* PROVIDED PASSAGE
══════════════════════════════

Is it possible to reduce the impact of fire on a community through leadership? Many would argue that responding faster, increasing company size and adding fire inspectors are the top ways to reduce fire's devastating effects on a community. However, there's a way to have a drastic effect on reducing fire incidents without increasing costs to the community.
It's simple: If we in the fire service don't talk about reducing fires and home safety, who will?
Many communities have motivated leaders—formal and informal—who have shaped the community before an alarm ever rang. A simple internet search reveals many stories of citizens who made simple changes just before a fire—often because a teacher, company officer, fire marshal or fire chief worked to change behavior before a fire started.
Have you ever watched an engine company at a local grocery store interacting with the public? As they're ringing up their groceries, a captain interacts with a three-year-old and her mother; the captain ends the conversation by reminding the mother to check her smoke detectors. This sort of interaction is priceless and can change behaviors before a fire ever starts.
The fire chief's role is critical in setting the tone for a fire department and community, such as in establishing standards on training, home safety checks or the number of education programs in a year. Even more important is setting the standard for both how our department members interact with the public and what's important to our organizations.
With the efforts of dedicated department leaders and members, many fire service organizations have established smoke-detector programs as a fire-prevention priority. Reinvigorated smoke-detector programs have gone from being reactive to sending highly trained personnel into the community and performing life-safety checks while ensuring the homes they visit have working smoke detectors. The goal is to stop a fire before it ever starts and to ensure the occupants have working smoke detectors and an escape plan in case it does.
Many programs have included public and private partnerships, which are making a difference and saving hundreds of lives each year. Dedicated fire chiefs, company officers and fire marshals have provided leadership and relentless passion to build critical partnerships and empower those who work with them. Without the vision, passion and leadership, many programs would have died on the shelf.
Fire departments are full of action-oriented staff who are looking to make a difference each and every day. How can we as leaders harness that energy and empower our staff to reduce the impact of fire? What can your department do to reduce the impact of fire on a community?
It may be as simple as checking smoke detectors every time the engine company is dispatched to help the medic unit. That simple change could make a difference in thousands of homes each year.

══════════════════════════════

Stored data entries
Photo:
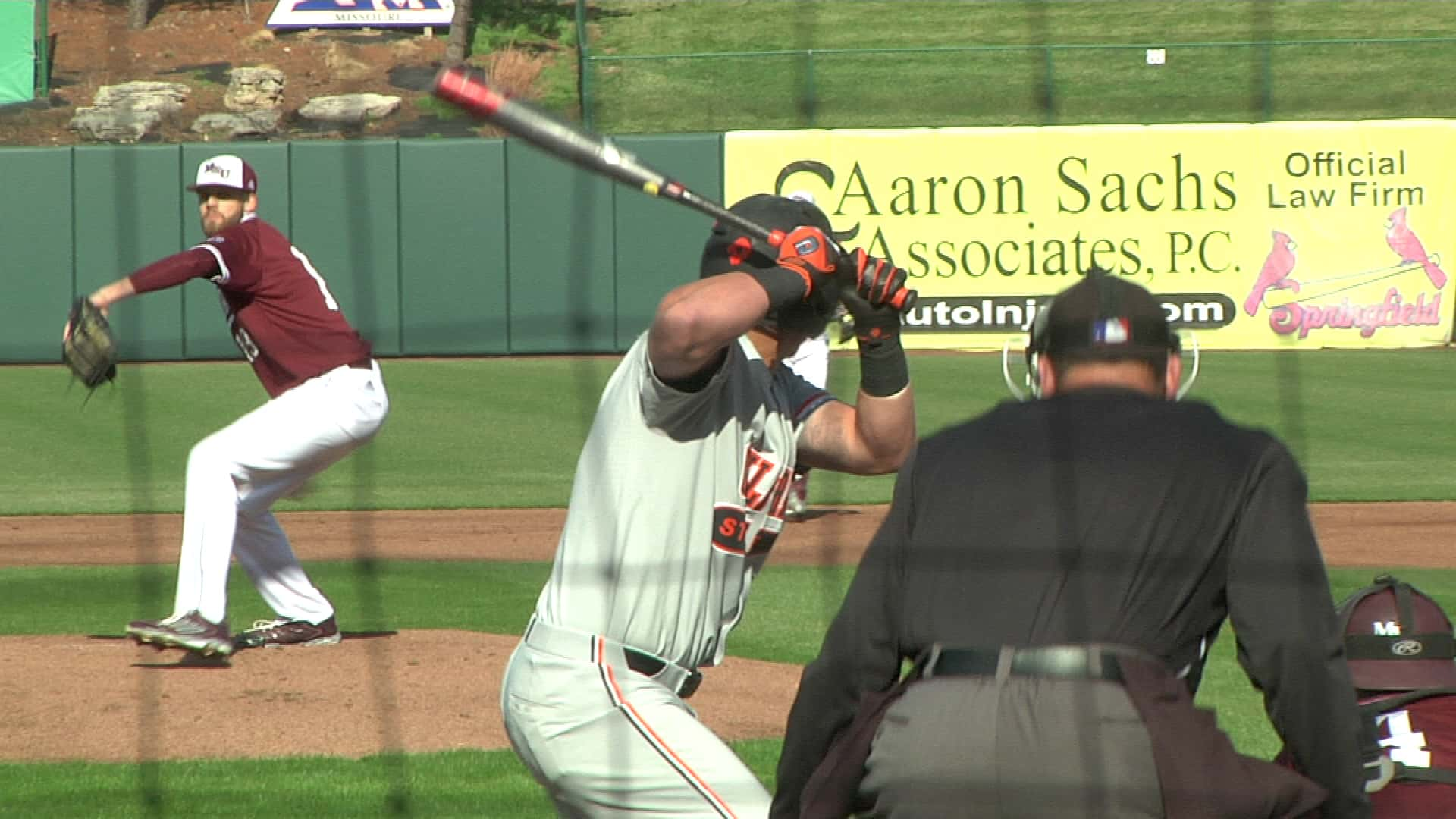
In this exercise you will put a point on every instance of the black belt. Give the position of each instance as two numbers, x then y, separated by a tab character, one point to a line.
647	665
1062	662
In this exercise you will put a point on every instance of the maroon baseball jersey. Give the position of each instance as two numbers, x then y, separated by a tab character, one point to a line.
278	308
1420	735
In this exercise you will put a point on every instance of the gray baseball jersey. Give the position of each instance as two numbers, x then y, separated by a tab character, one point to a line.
676	504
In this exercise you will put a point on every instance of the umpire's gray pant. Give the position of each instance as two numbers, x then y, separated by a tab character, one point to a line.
1021	748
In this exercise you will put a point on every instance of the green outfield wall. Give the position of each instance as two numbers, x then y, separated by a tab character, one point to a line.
433	246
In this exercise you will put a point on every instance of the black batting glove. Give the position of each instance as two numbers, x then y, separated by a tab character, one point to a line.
870	300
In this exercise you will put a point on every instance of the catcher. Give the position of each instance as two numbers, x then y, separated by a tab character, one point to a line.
325	398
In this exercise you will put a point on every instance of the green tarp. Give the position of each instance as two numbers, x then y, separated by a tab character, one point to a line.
17	52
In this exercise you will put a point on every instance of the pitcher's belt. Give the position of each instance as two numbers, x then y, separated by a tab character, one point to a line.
1062	662
571	643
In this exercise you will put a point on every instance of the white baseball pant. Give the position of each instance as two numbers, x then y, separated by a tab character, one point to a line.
237	474
607	742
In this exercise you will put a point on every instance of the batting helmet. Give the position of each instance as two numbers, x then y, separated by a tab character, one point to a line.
730	248
1397	639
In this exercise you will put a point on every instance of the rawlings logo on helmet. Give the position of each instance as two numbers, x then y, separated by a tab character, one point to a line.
1407	648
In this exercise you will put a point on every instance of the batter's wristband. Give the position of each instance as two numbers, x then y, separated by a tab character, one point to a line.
883	369
783	286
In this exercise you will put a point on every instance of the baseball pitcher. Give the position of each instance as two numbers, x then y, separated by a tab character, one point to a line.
325	400
679	494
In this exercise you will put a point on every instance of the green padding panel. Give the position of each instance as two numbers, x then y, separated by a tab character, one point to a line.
561	265
36	253
658	243
17	52
452	205
127	216
346	219
206	331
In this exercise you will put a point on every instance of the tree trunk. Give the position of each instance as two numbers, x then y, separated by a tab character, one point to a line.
459	44
137	14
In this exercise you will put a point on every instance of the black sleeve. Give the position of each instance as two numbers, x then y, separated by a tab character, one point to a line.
861	653
1288	634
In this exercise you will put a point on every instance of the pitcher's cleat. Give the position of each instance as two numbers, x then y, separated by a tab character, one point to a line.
190	632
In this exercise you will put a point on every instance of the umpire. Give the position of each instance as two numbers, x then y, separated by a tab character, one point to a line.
1057	570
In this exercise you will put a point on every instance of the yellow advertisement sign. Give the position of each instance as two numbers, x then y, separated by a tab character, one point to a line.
1273	235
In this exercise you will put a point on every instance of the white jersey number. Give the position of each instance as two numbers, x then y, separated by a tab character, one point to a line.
1407	746
308	265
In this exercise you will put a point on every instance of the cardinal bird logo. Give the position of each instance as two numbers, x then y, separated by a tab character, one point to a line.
1408	246
1274	275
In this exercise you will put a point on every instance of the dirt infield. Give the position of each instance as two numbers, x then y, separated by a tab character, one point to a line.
77	697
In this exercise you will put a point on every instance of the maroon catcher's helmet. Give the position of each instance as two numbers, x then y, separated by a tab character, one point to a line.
1397	639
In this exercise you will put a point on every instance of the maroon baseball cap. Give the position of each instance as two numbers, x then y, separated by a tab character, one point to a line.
1397	639
226	171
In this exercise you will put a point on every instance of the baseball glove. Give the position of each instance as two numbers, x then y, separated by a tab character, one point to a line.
91	349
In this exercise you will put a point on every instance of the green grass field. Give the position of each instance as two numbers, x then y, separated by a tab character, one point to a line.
460	438
733	64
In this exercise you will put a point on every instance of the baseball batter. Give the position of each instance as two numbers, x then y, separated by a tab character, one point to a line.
677	499
327	397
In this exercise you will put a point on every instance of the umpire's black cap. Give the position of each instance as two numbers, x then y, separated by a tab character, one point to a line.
1103	316
730	248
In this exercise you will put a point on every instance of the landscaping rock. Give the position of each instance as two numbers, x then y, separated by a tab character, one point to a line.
350	108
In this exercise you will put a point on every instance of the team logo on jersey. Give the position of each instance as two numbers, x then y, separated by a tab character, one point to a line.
764	480
730	529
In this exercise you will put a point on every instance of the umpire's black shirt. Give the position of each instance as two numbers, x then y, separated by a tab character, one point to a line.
1104	516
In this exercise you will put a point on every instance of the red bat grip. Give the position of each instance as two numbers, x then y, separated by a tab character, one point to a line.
469	91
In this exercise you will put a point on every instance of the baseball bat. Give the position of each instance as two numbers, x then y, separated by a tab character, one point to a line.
595	153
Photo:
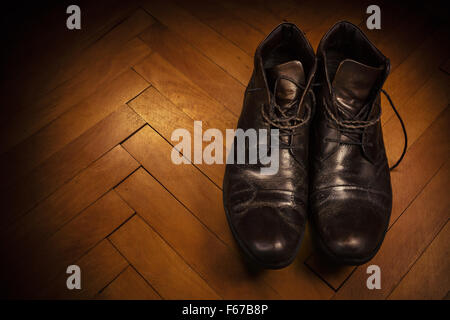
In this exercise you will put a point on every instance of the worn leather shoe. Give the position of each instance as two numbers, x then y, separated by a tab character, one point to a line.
267	213
351	197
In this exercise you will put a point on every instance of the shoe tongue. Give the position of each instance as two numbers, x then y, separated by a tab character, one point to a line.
352	85
286	90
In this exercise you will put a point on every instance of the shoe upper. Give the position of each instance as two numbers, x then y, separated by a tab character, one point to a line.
351	195
267	213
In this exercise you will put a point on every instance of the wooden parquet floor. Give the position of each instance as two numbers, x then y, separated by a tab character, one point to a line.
85	147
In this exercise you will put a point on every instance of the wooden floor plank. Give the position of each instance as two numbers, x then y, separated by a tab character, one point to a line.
424	158
406	240
67	162
224	53
68	244
188	97
428	278
194	65
204	199
158	263
165	117
221	267
201	197
394	38
54	62
350	11
129	285
411	74
106	67
258	17
226	23
69	200
435	95
30	153
99	267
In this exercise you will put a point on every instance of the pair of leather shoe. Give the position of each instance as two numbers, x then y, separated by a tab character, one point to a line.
332	160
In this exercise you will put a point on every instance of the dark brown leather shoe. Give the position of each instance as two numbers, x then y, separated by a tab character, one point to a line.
351	195
267	213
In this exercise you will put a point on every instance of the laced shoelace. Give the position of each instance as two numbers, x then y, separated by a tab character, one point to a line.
284	118
353	129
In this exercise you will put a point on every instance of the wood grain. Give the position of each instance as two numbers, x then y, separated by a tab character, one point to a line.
158	263
68	201
129	285
224	53
67	162
69	243
221	267
406	240
199	69
99	267
428	278
204	200
165	117
106	65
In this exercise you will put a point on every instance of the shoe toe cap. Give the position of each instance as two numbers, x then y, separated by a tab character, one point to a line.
352	231
271	235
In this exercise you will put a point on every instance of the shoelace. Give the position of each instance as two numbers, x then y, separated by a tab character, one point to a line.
350	128
283	120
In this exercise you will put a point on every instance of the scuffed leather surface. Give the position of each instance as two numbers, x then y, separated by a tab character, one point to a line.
268	213
351	197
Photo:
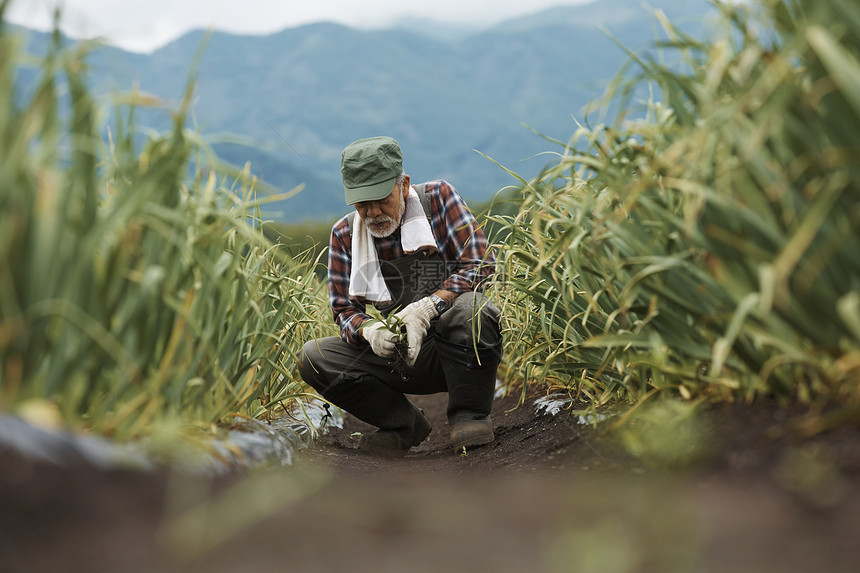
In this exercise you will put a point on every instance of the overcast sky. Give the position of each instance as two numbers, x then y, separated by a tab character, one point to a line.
143	25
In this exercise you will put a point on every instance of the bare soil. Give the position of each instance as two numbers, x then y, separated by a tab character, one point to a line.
550	494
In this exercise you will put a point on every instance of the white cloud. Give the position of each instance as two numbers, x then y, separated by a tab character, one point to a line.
143	25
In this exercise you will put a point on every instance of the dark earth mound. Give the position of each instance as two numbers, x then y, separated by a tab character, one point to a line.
550	494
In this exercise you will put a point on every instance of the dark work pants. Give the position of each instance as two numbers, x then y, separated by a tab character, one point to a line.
465	342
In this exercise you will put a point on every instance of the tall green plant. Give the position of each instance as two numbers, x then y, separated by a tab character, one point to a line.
135	285
709	245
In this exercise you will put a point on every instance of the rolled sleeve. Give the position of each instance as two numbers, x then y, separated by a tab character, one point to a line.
463	241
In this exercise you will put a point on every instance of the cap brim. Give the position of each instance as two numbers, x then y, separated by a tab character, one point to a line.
373	192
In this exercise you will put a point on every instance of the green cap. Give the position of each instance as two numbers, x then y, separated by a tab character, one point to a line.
369	168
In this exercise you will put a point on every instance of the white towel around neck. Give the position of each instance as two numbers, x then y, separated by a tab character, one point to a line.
366	283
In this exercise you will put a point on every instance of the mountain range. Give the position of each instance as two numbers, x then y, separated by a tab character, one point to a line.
302	94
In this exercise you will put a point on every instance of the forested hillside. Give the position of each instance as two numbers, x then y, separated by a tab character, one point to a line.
302	94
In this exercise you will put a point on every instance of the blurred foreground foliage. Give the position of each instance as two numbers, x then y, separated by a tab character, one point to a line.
136	288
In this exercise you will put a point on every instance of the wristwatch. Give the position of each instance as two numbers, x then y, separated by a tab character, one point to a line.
440	303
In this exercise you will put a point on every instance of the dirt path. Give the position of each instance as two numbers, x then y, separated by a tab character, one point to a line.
548	495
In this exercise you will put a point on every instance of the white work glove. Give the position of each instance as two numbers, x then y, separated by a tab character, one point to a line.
416	317
381	340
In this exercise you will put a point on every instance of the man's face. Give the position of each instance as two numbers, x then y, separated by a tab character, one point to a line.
383	216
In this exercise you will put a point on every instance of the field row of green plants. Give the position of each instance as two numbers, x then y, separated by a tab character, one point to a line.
137	291
704	243
701	245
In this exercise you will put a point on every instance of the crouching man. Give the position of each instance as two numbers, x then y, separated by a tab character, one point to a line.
415	251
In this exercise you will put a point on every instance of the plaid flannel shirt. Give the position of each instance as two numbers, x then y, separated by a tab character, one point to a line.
461	243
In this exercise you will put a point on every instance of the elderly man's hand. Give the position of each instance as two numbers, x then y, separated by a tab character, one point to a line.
416	317
381	340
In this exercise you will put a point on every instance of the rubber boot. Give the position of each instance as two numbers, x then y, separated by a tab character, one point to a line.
401	424
471	382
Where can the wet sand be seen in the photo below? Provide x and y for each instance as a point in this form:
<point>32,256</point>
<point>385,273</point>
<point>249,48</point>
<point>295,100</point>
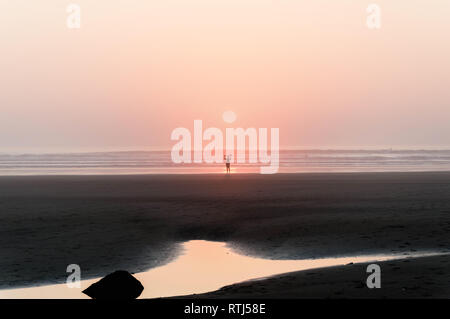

══════════════════════════════

Decide whether each statement below agrees with the article on fire-service leadership. Answer yes or no for each, and quote the words from the article that decide it. (a) The article presents a way to greatly reduce fire incidents that requires raising costs to the community. (b) In the grocery store scene, the captain reminds the mother to check her smoke detectors. (c) According to the article, smoke-detector programs have shifted toward being reactive.

(a) No: "without increasing costs to the community"
(b) Yes: "the captain ends the conversation by reminding the mother to check her smoke detectors"
(c) No: "have gone from being reactive to sending highly trained personnel into the community"